• **Short problem**:
Render this sentence from the reader comments below in Spanish: "This is a great chance for us to come out into the media and explain who we are."

10: N. Singh (Canada), October 29, 2010, 9:24 AM.

I wonder how the Jewish Community in the US would have handled this. Or the Muslim Community, for that matter. All that remains from the suggestions here is that we should all go home and forget about it ...

11: Kanwarjeet Singh (Franklin Park, New Jersey, U.S.A.), October 30, 2010, 7:48 AM.

N. Singh ji - what a great suggestion. You have broken the shakles of the stale thought-process and looked forward, while most of us are pointing towards the good and bad outcome of Obama not meeting his Amritsar commitment. I would hope the editors of would open a new dialogue/ forum section to accept short comments and suggestions on how we should come out with a reply. My two cents worth: I think we should stop pressing too hard on this issue with Obama; instead it would be great if we came out and issued a statement along these lines - While it is a pity that President Obama will miss out on one of the most fantastic and revered sites anywhere, connected with a group of warrior-saints who have been fighting a war on terror and fanaticism for the past five centuries. We have fought this war with both spirituality and with a sword. It is a pity that we have been mistaken for Muslims while we have been fighting the same Islamic and Hindu fundamentalism for generations. This is a great chance for us to come out into the media and explain who we are. This needs to be done on Fox, CNN, MSNBC, etc., to reach out to the masses in the U.S.

12: Jagjit Singh (Hong Kong), October 31, 2010, 11:18 PM.

Finally, it seems, somebody is saying something sensible. I agree with Kanwarjeet Singh ji, that we should let the world know through the media who and what we are as a religion, and of our rich history of service to humanity. It is inly through the media that we can let the world understand that we are NOT Muslims.

• **Data supplied**:

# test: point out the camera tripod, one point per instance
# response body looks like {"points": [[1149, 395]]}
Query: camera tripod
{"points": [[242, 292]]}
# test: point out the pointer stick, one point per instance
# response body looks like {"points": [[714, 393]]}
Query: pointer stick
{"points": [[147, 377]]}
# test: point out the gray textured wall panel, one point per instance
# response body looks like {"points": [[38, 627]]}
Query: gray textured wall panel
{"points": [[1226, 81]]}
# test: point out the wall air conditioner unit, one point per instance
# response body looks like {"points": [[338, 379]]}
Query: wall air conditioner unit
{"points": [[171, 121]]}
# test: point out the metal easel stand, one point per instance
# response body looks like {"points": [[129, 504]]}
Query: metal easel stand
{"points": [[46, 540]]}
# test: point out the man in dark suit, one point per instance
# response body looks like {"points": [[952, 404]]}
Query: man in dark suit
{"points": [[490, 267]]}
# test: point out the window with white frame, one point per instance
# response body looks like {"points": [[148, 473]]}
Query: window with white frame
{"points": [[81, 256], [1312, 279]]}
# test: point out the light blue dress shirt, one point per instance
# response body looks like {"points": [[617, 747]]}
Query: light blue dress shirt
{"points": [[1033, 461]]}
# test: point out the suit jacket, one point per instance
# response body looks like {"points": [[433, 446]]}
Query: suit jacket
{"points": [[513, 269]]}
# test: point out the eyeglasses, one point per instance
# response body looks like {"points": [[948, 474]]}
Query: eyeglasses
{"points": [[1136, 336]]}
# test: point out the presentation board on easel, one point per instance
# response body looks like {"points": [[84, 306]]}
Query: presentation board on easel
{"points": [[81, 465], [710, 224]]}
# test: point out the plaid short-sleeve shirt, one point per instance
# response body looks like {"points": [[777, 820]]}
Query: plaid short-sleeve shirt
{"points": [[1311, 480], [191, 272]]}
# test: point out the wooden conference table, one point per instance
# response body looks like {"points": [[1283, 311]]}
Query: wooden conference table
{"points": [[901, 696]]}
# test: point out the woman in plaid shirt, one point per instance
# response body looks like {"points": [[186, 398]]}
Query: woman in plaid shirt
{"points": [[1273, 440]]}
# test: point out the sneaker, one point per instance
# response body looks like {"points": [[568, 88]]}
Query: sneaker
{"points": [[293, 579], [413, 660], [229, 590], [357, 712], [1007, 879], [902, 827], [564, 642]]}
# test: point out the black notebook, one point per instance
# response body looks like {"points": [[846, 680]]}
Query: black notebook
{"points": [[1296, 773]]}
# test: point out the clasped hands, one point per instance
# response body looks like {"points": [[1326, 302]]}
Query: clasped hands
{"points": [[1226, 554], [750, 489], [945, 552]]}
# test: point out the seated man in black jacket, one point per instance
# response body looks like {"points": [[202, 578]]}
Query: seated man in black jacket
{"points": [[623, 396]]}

• **Output for this exercise**:
Esta es una gran oportunidad para que salgamos a los medios y expliquemos quiénes somos.